*Task item*
Rewrite the blog post from "Of course, we" through "and partial knowledge.", inclusive, replacing "Chiquita" with "Dole".

*Source text*
September 29, 2011

Concise animal poem

'Sssssuch sssssenescent ssssssssskinnn.....' 
 goes the snake 
                    abandoning it.

September 12, 2011

Mövenpick & Morals

There's been feedback on the coffee blog.  Coffee consumption and morals--rich!
http://lexieintrator.blogspot.com/2011/09/what-would-immanuel-kant-say-about.html
I'm posting some reactions:

Of course, we "Kant be sure" about how Havelaar coffee is produced; 
I have to  assume  that their claims to "fairness in trade" are truthful.

And based on that assumption, I will buy Havelaar bananas in preference
to Chiquita. Sheldon Kopp, a wonderful psychiatrist-author, said in
his "Eschatological Laundry List":
- We must live with the ambiguity of partial freedom, partial power, and partial knowledge.
And
- All important decisions must be made on the basis of insufficient data. 
I think the important thing is not whether our actions are indeed ethically correct -
with our partial knowledge, who knows.. they may turn out in reality not to be so -
but whether we are impelled to take these actions on the basis of ethical principles ! DL

Interesting piece. I should put you in touch with my cousin who has a coffee thing in Mexico, a type of cooperative she and her husband are involved with, and she's quite opposed to Fair Trade coffee.
There's an old Claire Bretecher cartoon about three yuppies, and one starts taking off this piece of clothing and that for political reasons and refusing this and that food for the same reason, then at the end, says that it's impossible to be a genuine revolutionary any more...LF


As for ethical coffee... having spent my formative years in the NGO world I've drunk enough revolting "campaign coffee" to last a life-time - what, you never heard of campaign coffee? Disgusting muck, launched on an unsuspecting world by Oxfam, enabling us to consume caffeine with a clear conscience (and maybe just a hint of smug self righteousness). As there was little else on offer, I drank gallons of the stuff in my youth - I paid my dues and now feel I've earned the right not to question where the coffee comes from! PH


You are something!!!!!!!! Now I can't even drink my morning coffee (and I have been saving the Mövenpick for a special treat)  without considering ethical dilemmas and whether the workers were exploited while picking the beans and what my position should be not just about the coffee choice but about all the political agendas around me. Am I living the life of an ostrich much of the time here in l'il ol' Groton?????? MV

You like Mövenpick Coffee, enjoy it!  Don't go on a guilt trip everytime you have some. MP

Does this mean you don't buy Exquisito anymore?????   PF


Vigorous reactions, with multiple ?? and !!

[Collected data]
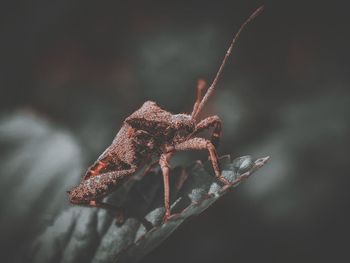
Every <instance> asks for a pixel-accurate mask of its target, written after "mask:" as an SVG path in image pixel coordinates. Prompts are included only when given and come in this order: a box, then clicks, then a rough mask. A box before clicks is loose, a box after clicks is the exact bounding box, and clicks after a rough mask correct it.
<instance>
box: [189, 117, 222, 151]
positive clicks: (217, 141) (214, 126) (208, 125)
mask: <svg viewBox="0 0 350 263" xmlns="http://www.w3.org/2000/svg"><path fill="white" fill-rule="evenodd" d="M211 127H214V130H213V133H212V135H211V138H210V141H211V142H212V144H213V145H214V146H215V147H217V146H218V145H219V141H220V136H221V127H222V121H221V119H220V118H219V116H217V115H214V116H210V117H208V118H205V119H204V120H202V121H200V122H199V123H198V124H197V125H196V128H195V130H194V132H193V133H192V134H191V135H190V136H189V138H191V137H193V135H196V134H197V133H199V132H201V131H203V130H205V129H209V128H211Z"/></svg>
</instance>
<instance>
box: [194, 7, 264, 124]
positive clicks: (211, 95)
mask: <svg viewBox="0 0 350 263" xmlns="http://www.w3.org/2000/svg"><path fill="white" fill-rule="evenodd" d="M263 10H264V6H261V7H259V8H258V9H257V10H255V11H254V13H252V14H251V15H250V17H249V18H248V19H247V20H246V21H245V22H244V23H243V24H242V25H241V27H240V28H239V29H238V31H237V33H236V34H235V35H234V37H233V39H232V41H231V44H230V46H229V48H228V49H227V51H226V54H225V57H224V59H223V60H222V62H221V65H220V68H219V70H218V72H217V73H216V76H215V78H214V80H213V82H212V84H211V85H210V87H209V88H208V90H207V92H206V93H205V95H204V97H203V99H202V101H201V102H200V103H199V105H198V106H197V107H195V109H194V110H193V112H192V118H193V119H196V117H197V116H198V114H199V113H200V112H201V111H202V109H203V107H204V105H205V104H206V103H207V101H208V99H209V98H210V96H212V94H213V92H214V90H215V88H216V84H217V82H218V80H219V78H220V75H221V73H222V71H223V69H224V67H225V64H226V61H227V59H228V57H229V56H230V55H231V51H232V48H233V46H234V44H235V43H236V40H237V39H238V37H239V35H240V34H241V32H242V30H243V28H244V27H245V26H246V25H247V24H248V23H249V22H250V21H252V20H253V19H254V18H255V17H257V16H258V15H259V14H260V13H261V12H262V11H263Z"/></svg>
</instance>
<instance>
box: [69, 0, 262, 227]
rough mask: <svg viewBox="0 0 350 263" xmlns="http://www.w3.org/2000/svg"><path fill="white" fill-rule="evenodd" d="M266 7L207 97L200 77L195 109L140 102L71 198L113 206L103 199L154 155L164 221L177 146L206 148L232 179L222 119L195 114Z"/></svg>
mask: <svg viewBox="0 0 350 263" xmlns="http://www.w3.org/2000/svg"><path fill="white" fill-rule="evenodd" d="M262 10H263V7H260V8H259V9H257V10H256V11H255V12H254V13H253V14H252V15H251V16H250V17H249V18H248V19H247V20H246V21H245V22H244V23H243V25H242V26H241V27H240V29H239V30H238V32H237V33H236V35H235V36H234V38H233V40H232V42H231V44H230V46H229V48H228V50H227V52H226V55H225V57H224V59H223V61H222V64H221V66H220V68H219V70H218V72H217V74H216V76H215V78H214V81H213V83H212V84H211V86H210V87H209V88H208V90H207V92H206V94H205V96H204V97H202V91H203V90H204V89H205V86H206V84H205V82H204V81H203V80H199V81H198V85H197V98H196V101H195V104H194V106H193V110H192V113H191V114H171V113H170V112H168V111H165V110H164V109H162V108H160V107H159V106H158V105H157V104H156V103H155V102H152V101H147V102H145V103H144V104H143V105H142V106H141V108H139V109H138V110H137V111H135V112H134V113H133V114H131V115H130V116H129V117H128V118H126V119H125V121H124V124H123V126H122V127H121V129H120V131H119V132H118V134H117V135H116V137H115V138H114V140H113V142H112V144H111V145H110V146H109V147H108V148H107V149H106V150H105V151H104V152H103V153H102V155H101V156H100V157H99V158H98V159H97V161H96V162H95V163H94V164H93V165H92V166H91V167H89V169H88V170H87V172H86V174H85V176H84V177H83V179H82V181H81V183H80V184H79V185H78V186H76V187H74V188H73V189H71V190H70V191H68V195H69V199H70V202H71V203H73V204H79V205H89V206H97V207H104V208H110V206H109V205H108V204H105V203H103V202H102V199H103V198H104V197H105V196H107V195H108V194H109V193H111V192H112V191H114V190H115V189H116V188H117V187H118V186H120V185H121V184H123V183H124V182H125V181H126V180H128V179H129V178H130V176H131V175H132V174H134V173H135V172H136V171H137V170H139V169H140V168H142V167H143V166H144V164H145V163H147V162H149V161H151V160H152V159H156V160H157V162H158V163H159V165H160V167H161V170H162V173H163V180H164V206H165V211H166V212H165V216H164V220H165V221H166V220H167V219H168V218H169V217H170V204H169V195H170V193H169V172H170V166H169V161H170V158H171V157H172V155H173V154H174V153H175V152H177V151H186V150H207V151H208V153H209V157H210V160H211V162H212V165H213V169H214V172H215V176H216V177H217V178H218V179H219V180H220V181H221V182H222V183H224V184H229V182H228V181H227V180H226V179H225V178H224V177H222V176H221V173H220V169H219V164H218V156H217V153H216V147H217V145H218V142H219V138H220V135H221V126H222V123H221V120H220V118H219V117H218V116H216V115H215V116H210V117H207V118H205V119H203V120H201V121H198V120H197V117H198V115H199V113H200V112H201V111H202V109H203V107H204V105H205V103H206V102H207V100H208V98H209V97H210V96H211V95H212V93H213V91H214V90H215V88H216V83H217V81H218V79H219V77H220V75H221V72H222V70H223V68H224V66H225V64H226V60H227V58H228V57H229V55H230V54H231V50H232V47H233V45H234V43H235V41H236V39H237V38H238V36H239V34H240V33H241V31H242V29H243V28H244V26H245V25H246V24H248V23H249V22H250V21H251V20H252V19H253V18H254V17H256V16H257V15H258V14H259V13H260V12H261V11H262ZM208 128H213V132H212V135H211V138H210V139H205V138H201V137H198V133H199V132H201V131H203V130H205V129H208Z"/></svg>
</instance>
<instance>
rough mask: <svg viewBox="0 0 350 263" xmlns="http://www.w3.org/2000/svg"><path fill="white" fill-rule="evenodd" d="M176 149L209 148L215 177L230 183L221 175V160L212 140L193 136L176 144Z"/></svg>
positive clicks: (182, 149)
mask: <svg viewBox="0 0 350 263" xmlns="http://www.w3.org/2000/svg"><path fill="white" fill-rule="evenodd" d="M175 150H176V151H187V150H208V152H209V156H210V161H211V163H212V165H213V169H214V173H215V177H216V178H217V179H218V180H220V181H221V182H222V183H224V184H230V182H229V181H227V179H226V178H225V177H223V176H222V175H221V172H220V168H219V162H218V156H217V153H216V150H215V147H214V145H213V144H212V143H211V141H209V140H206V139H203V138H198V137H195V138H192V139H189V140H187V141H184V142H182V143H179V144H177V145H175Z"/></svg>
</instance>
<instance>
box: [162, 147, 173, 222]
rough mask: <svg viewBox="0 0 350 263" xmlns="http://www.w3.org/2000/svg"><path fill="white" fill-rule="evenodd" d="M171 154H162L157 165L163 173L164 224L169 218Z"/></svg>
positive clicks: (162, 172) (169, 210)
mask: <svg viewBox="0 0 350 263" xmlns="http://www.w3.org/2000/svg"><path fill="white" fill-rule="evenodd" d="M172 155H173V153H163V154H162V155H161V156H160V159H159V165H160V168H161V169H162V173H163V181H164V207H165V215H164V218H163V222H166V221H167V220H168V218H169V217H170V190H169V175H170V165H169V161H170V158H171V156H172Z"/></svg>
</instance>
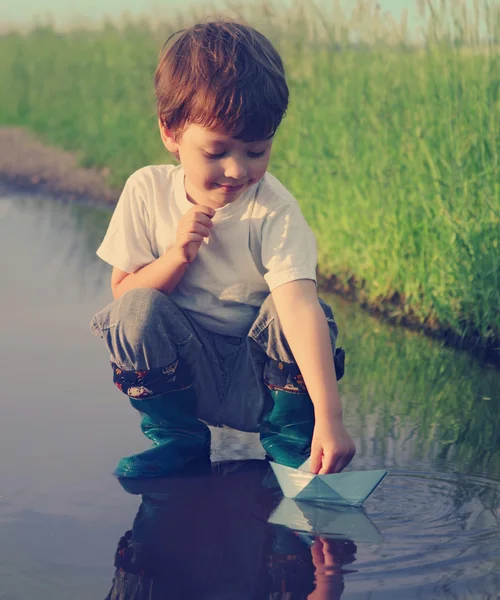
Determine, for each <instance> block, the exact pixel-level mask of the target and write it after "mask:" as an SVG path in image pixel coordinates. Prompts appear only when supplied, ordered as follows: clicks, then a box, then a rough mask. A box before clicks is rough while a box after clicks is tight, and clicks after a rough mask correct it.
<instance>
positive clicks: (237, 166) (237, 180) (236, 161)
mask: <svg viewBox="0 0 500 600" xmlns="http://www.w3.org/2000/svg"><path fill="white" fill-rule="evenodd" d="M246 173H247V171H246V168H245V165H243V164H242V163H240V162H238V161H237V160H229V161H228V162H227V163H226V164H225V165H224V176H225V177H226V179H228V180H229V179H232V180H233V181H241V180H242V179H245V177H246Z"/></svg>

*Exercise answer*
Of course, we "Kant be sure" about how Havelaar coffee is produced; 
I have to  assume  that their claims to "fairness in trade" are truthful.

And based on that assumption, I will buy Havelaar bananas in preference
to Dole. Sheldon Kopp, a wonderful psychiatrist-author, said in
his "Eschatological Laundry List":
- We must live with the ambiguity of partial freedom, partial power, and partial knowledge.